- _Exercise materials_:
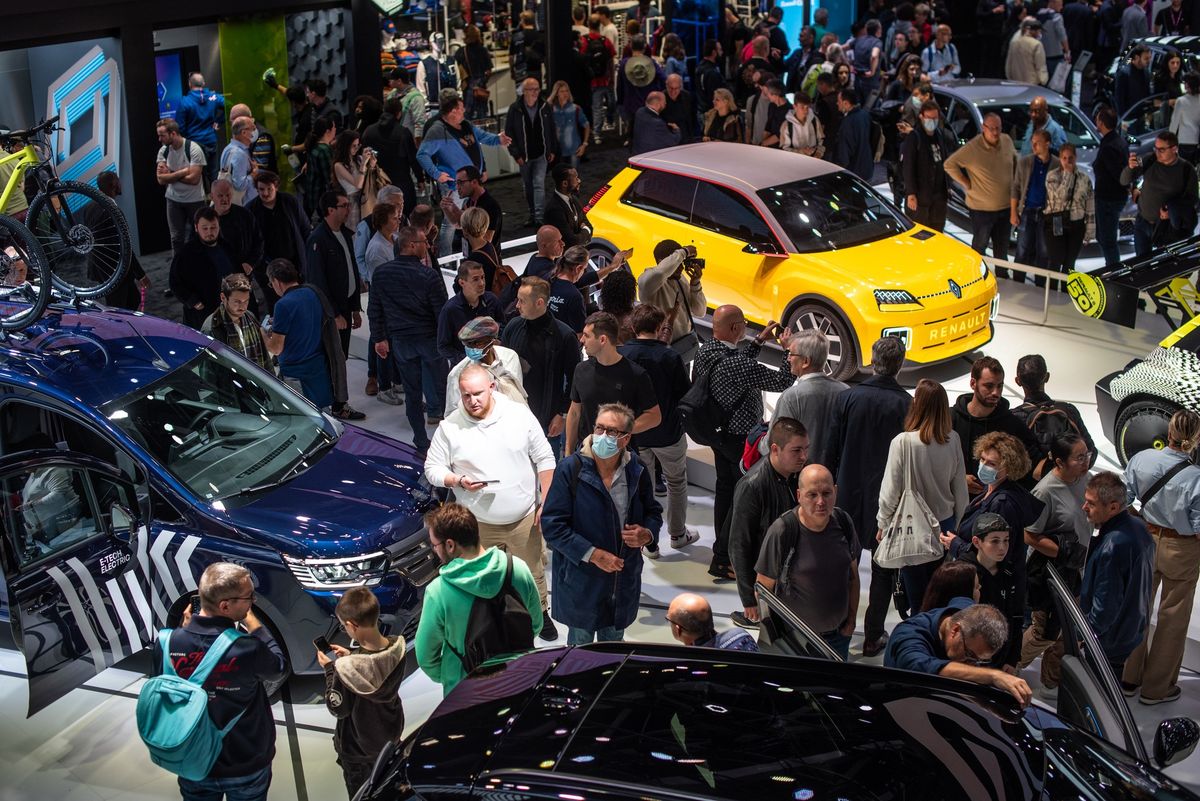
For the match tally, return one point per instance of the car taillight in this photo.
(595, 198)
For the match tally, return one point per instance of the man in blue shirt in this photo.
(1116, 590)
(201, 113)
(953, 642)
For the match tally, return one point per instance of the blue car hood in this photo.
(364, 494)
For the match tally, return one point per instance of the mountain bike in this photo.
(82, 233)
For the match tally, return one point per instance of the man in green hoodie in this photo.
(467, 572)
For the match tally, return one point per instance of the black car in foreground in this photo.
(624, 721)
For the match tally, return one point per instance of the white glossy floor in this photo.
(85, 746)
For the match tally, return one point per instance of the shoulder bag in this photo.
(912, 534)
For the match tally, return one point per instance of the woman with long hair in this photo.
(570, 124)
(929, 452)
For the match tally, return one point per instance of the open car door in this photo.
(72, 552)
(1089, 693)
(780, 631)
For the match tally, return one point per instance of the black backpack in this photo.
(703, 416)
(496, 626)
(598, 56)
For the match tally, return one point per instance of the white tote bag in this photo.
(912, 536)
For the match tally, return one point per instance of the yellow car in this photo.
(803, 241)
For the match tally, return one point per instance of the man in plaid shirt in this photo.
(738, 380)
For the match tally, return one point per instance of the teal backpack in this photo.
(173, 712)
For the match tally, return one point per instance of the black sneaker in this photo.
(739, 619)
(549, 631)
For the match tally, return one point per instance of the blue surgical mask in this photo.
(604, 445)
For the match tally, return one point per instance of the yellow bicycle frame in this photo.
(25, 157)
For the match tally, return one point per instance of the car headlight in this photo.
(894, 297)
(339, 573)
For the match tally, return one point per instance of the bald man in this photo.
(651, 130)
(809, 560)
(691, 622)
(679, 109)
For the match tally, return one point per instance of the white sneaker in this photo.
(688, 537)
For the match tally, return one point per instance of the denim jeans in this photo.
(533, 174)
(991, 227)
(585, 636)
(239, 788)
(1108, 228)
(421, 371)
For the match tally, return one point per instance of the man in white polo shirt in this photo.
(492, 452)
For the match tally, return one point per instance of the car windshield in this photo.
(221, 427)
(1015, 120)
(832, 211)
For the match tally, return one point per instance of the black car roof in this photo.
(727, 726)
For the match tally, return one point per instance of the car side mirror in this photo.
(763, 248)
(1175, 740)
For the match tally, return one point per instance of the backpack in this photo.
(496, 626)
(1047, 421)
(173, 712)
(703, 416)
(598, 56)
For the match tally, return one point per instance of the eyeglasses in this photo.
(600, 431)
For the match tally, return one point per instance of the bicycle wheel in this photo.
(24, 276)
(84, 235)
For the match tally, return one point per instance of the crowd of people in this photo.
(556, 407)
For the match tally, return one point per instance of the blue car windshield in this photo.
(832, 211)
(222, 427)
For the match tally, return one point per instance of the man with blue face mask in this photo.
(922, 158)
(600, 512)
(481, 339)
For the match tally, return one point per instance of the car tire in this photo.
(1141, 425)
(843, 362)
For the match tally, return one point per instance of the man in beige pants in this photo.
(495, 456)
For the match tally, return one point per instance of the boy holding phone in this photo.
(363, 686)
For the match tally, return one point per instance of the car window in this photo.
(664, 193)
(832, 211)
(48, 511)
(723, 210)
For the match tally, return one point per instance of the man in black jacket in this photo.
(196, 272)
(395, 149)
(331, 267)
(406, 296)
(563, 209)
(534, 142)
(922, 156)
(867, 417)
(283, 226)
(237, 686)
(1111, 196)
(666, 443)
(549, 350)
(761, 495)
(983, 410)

- _Exercise objective_:
Repeat all of the entries word for word, but omit the pictures.

- _The completed task_:
For the match tally, return one point per instance of the car taillight in this photo.
(595, 198)
For the match tally, return one point per instance of the man in blue shirt in this photo.
(1116, 590)
(201, 113)
(953, 642)
For the match tally, return one point per instance of the blue car hood in this photo.
(364, 494)
For the match tally, return one point per instance of the mountain bike in this photo.
(82, 233)
For the match tally, return one point per instance of the man in green hoodie in this photo.
(467, 572)
For the match tally, return one point per instance of the black car in foreground in this photo.
(624, 721)
For the match tally, return one point per instance of the white glossy floor in this photo.
(85, 746)
For the match tally, return one point per instance of the shoulder bag in this photo.
(912, 534)
For the match tally, return one point per instance of the woman with long hair in this photo.
(570, 124)
(929, 452)
For the match tally, return one point per instance of the open car door in this photo.
(72, 552)
(1089, 693)
(780, 631)
For the match tally, return one point per instance of the black backpack in this photo.
(703, 416)
(496, 626)
(598, 56)
For the match tally, return one point per instance of the white tote bag in this photo.
(912, 536)
For the match tally, return one point per instance of the yellow car in this photo.
(803, 241)
For the match tally, return one point per instance of the man in plaid shirt in this photo.
(738, 380)
For the match tally, return one point per instance of the teal backpack in this photo.
(173, 712)
For the match tally, return one point per instance of the black sneaker in this photo.
(739, 619)
(549, 631)
For the match tally, return one point per instance of the blue surgical mask in this photo.
(604, 445)
For the match tally, return one point per instance of the yellow bicycle frame in this photo.
(25, 157)
For the match tally, return one point per instance of the car headlight in this photo.
(894, 297)
(339, 573)
For the match tally, return one point per instance of the bald man in this photo.
(651, 130)
(809, 560)
(691, 622)
(679, 109)
For the match tally, return one point per instance of the white sneaker in this photo.
(688, 537)
For the match tally, return one point per instance of the denim jeans in this photo.
(533, 174)
(991, 227)
(585, 636)
(239, 788)
(1108, 228)
(421, 371)
For the match tally, return one point per instance of the man in white polo shirt in this photo.
(492, 452)
For the match tally, return one point per instance of the car windshield in this photo.
(221, 427)
(1015, 120)
(832, 211)
For the match tally, return one point per instance of the black car roof in this photo.
(727, 726)
For the match tally, return one point per instance of the car side mirror in this photo.
(763, 248)
(1175, 740)
For the match tally, return one point per instance of the backpack in this photo.
(496, 626)
(1047, 421)
(173, 712)
(703, 416)
(598, 56)
For the match tally, return one point per instance of the eyeglasses in this photo.
(600, 431)
For the match tally, return one point per instance of the bicycle wheel in this photo.
(24, 276)
(84, 235)
For the match tally, return one point per instance of the crowd of people in this photo.
(556, 407)
For the match tally, return one point per instance of the blue car windshield in this photo.
(832, 211)
(222, 427)
For the match tally, return one point per instance of the man with blue face mask in this photo.
(922, 158)
(600, 512)
(481, 339)
For the match tally, return one point per instance of the car tire in this photo.
(1141, 425)
(843, 362)
For the match tally, return one point per instance of the man in beige pants in this photo.
(495, 456)
For the match tally, return one point per instance of the boy holding phone in this photo.
(363, 686)
For the match tally, return one point per instance of the car window in this photo.
(664, 193)
(832, 211)
(48, 511)
(723, 210)
For the match tally, return one point per instance of the man in black jacket in this photo.
(196, 272)
(395, 149)
(331, 267)
(406, 296)
(563, 209)
(534, 142)
(922, 156)
(867, 417)
(283, 226)
(237, 686)
(1111, 196)
(666, 443)
(549, 350)
(761, 495)
(983, 410)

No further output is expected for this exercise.